Direction: Format every line of the items below as a numbered list, omitting any blank lines.

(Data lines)
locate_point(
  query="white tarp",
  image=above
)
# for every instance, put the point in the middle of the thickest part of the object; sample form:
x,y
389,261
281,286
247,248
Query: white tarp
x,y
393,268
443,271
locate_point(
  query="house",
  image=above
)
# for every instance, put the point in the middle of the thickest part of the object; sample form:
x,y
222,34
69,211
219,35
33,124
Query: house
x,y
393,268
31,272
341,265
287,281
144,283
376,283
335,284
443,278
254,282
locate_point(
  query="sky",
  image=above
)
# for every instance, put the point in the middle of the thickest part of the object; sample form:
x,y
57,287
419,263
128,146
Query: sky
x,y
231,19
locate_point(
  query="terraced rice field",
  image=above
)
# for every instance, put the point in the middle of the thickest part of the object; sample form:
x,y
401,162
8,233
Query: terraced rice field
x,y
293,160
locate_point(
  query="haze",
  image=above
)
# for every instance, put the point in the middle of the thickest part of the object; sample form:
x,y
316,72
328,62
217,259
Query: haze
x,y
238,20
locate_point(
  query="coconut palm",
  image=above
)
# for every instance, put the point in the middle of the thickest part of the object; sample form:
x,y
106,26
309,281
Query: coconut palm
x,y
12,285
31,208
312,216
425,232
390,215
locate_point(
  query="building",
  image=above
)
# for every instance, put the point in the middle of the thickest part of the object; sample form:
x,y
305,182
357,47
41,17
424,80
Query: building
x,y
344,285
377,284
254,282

Output below:
1. locate_point(
2.   query="white tarp",
3.   image=above
4. )
5. # for every instance, put the point in the middle of the thickest part of the object; sample form:
6. x,y
7. 389,261
8. 281,286
9. 247,248
10. Query: white tarp
11. x,y
12. 393,268
13. 443,271
14. locate_point(
15.   query="house",
16.   image=above
17. )
18. # for every instance, put the point in the middle of the thickest part of the object; sample form:
19. x,y
20. 222,34
21. 69,211
22. 219,35
23. 33,124
24. Query: house
25. x,y
26. 393,268
27. 31,272
28. 341,265
29. 287,281
30. 144,283
31. 376,283
32. 335,284
33. 443,278
34. 254,282
35. locate_point(
36.   query="sky",
37.   image=above
38. )
39. # for every instance, put the point in the middle of the thickest part of the object; sample form:
40. x,y
41. 57,287
42. 419,263
43. 128,146
44. Query: sky
45. x,y
46. 231,19
47. locate_point(
48.   query="terraced rice field",
49.   image=above
50. )
51. # for every instance, put the point in the middle of the thickest part of the object; sample form:
52. x,y
53. 401,162
54. 8,233
55. Query: terraced rice field
56. x,y
57. 293,160
58. locate_point(
59.   query="haze",
60.   image=above
61. )
62. # for every instance, put the point in the middle of the thickest part of the object; sample form:
63. x,y
64. 316,72
65. 328,62
66. 217,259
67. Query: haze
68. x,y
69. 238,20
70. locate_point(
71.   query="coconut palm",
72.   image=above
73. )
74. # for every instance, put the point in the middle of the thickest part of the object; sample form:
75. x,y
76. 106,26
77. 309,281
78. Query: coconut palm
79. x,y
80. 12,285
81. 31,208
82. 312,216
83. 425,232
84. 390,215
85. locate_point(
86.   query="building",
87.   image=above
88. )
89. # for every instance, put the point in the middle of the thickest part of the object; sample form:
90. x,y
91. 305,182
92. 357,47
93. 41,17
94. 424,80
95. Query: building
96. x,y
97. 344,285
98. 377,284
99. 254,282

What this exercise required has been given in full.